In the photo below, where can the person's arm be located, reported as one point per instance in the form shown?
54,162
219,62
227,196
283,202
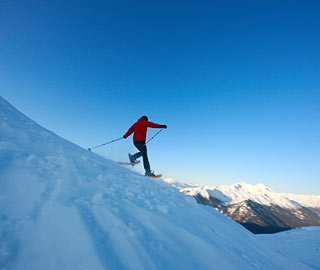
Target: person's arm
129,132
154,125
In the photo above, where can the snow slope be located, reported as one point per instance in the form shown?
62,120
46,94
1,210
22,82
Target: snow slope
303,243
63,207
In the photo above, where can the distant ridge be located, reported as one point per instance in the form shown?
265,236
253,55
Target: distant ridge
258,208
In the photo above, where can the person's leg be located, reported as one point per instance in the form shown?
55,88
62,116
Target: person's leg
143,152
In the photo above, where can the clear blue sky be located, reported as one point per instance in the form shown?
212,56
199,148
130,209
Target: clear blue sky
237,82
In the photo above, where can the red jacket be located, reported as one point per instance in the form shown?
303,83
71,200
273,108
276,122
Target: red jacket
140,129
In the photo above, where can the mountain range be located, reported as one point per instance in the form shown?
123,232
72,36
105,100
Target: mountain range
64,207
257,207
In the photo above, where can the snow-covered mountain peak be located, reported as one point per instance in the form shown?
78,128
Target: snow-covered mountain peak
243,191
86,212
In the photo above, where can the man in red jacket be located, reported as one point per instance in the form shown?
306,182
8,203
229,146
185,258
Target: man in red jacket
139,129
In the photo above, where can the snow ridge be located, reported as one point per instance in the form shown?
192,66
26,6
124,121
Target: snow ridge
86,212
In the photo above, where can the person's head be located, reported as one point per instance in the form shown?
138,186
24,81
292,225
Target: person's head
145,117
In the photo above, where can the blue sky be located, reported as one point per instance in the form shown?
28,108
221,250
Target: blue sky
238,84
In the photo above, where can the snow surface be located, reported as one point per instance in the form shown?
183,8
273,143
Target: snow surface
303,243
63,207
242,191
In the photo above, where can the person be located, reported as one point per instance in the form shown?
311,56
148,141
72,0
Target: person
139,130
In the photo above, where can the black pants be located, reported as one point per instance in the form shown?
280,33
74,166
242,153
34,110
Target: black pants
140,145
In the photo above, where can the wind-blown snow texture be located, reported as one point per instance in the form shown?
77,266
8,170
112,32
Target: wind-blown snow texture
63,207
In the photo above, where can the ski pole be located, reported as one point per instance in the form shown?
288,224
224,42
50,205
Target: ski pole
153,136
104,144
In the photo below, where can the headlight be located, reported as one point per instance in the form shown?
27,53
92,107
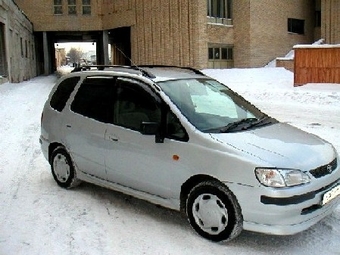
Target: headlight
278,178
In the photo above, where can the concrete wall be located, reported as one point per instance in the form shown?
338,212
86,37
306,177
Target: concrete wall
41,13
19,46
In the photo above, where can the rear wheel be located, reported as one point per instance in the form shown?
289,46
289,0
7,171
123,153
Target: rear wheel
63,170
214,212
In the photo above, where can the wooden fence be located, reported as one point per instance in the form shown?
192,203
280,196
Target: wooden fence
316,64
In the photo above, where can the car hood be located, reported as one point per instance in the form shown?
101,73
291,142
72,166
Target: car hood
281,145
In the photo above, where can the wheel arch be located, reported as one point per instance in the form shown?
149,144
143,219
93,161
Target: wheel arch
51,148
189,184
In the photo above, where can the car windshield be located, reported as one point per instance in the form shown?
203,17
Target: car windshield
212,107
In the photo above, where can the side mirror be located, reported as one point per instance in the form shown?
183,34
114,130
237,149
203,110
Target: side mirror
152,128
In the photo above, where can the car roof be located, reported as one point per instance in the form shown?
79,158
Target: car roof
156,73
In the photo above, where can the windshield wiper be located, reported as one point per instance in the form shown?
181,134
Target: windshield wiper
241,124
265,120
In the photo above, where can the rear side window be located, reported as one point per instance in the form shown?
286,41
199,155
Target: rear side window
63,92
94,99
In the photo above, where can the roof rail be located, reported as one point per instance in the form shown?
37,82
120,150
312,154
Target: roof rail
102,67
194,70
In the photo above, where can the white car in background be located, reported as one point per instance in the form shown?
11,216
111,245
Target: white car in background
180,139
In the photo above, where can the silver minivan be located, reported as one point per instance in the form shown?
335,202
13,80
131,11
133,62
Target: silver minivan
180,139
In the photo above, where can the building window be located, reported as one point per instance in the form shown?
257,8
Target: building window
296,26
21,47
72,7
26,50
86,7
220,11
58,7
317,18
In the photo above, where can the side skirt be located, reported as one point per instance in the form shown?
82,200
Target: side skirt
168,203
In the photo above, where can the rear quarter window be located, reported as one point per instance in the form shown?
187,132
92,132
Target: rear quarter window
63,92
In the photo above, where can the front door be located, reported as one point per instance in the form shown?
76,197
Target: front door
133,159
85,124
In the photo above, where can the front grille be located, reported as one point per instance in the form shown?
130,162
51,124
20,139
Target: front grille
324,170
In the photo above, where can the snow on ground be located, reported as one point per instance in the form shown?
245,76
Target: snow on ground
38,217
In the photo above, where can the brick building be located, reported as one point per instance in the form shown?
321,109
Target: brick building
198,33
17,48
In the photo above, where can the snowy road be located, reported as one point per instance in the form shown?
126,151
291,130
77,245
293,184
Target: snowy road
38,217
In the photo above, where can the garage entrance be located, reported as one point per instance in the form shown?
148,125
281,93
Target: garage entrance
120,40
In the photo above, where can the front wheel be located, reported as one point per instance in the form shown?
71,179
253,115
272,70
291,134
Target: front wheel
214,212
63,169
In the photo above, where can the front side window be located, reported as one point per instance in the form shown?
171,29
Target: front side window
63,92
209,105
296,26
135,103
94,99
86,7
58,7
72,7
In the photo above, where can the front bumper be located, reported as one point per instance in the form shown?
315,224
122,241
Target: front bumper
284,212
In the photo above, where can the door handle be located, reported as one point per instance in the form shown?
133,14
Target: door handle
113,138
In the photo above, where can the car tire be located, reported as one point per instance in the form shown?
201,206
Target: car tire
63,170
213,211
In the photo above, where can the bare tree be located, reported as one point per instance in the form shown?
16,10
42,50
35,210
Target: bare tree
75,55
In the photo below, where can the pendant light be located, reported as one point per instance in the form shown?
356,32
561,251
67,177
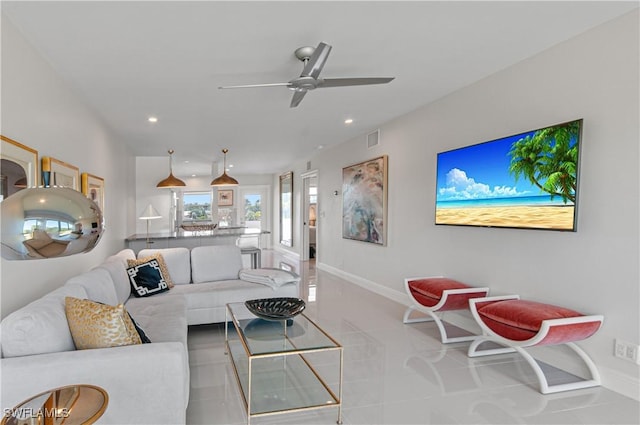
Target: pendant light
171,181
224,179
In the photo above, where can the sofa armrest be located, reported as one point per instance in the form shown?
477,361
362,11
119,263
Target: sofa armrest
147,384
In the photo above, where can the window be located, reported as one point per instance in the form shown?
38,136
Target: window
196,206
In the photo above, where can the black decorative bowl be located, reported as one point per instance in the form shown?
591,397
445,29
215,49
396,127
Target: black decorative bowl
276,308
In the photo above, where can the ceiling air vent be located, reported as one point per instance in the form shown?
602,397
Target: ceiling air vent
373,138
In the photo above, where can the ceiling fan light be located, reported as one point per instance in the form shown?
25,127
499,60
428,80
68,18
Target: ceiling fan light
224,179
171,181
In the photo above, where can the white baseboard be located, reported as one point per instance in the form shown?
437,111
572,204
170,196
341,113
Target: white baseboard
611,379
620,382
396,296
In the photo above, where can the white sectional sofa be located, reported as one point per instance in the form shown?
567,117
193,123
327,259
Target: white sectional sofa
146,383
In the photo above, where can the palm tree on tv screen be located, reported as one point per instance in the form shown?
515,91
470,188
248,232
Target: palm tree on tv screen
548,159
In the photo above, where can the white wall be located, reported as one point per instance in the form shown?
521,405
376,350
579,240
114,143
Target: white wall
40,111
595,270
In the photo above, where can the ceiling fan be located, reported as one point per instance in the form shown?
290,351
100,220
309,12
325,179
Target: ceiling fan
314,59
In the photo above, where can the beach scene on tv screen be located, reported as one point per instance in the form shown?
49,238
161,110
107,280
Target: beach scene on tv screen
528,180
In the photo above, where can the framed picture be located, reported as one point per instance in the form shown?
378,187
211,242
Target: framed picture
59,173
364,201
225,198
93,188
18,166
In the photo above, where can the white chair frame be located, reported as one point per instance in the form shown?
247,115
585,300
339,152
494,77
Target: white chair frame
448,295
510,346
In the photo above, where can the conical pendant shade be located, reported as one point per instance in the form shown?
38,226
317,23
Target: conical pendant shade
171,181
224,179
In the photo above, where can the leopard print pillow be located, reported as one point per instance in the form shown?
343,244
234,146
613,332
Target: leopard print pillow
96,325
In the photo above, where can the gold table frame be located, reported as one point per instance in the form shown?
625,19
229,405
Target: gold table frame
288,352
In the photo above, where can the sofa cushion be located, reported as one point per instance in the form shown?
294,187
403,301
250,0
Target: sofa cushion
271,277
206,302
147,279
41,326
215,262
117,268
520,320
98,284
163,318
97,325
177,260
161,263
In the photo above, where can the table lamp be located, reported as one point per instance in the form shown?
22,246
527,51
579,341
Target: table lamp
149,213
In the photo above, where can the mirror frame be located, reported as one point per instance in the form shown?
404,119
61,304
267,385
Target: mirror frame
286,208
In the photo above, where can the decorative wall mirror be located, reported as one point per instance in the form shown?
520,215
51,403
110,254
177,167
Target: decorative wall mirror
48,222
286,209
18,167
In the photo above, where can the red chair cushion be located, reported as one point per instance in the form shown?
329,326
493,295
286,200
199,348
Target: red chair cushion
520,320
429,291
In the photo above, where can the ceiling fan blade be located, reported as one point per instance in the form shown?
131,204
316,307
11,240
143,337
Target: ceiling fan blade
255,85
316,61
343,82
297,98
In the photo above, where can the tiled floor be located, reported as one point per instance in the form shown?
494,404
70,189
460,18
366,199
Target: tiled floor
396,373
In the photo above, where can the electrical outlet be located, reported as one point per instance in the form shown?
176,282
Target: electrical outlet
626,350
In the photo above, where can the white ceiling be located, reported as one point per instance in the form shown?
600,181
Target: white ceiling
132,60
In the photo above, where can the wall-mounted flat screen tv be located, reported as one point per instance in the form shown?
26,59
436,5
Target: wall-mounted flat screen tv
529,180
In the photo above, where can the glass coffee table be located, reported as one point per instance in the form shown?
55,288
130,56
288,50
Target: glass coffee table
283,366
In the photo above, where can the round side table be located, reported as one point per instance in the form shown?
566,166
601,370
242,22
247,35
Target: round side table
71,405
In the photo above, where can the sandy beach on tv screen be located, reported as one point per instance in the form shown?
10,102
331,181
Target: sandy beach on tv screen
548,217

# Task description:
Wherever the string "below" occurs in the records, copy the line it is in.

# Solution to this exercise:
In the photo below, where can the person's arm be located, reported as one point per instance in the form shown?
In the photo below, where can the headlight be located, reported as one point per instance in the form shown?
In the photo below, where can the pendant light be located, reported as one point per instance in the form shown?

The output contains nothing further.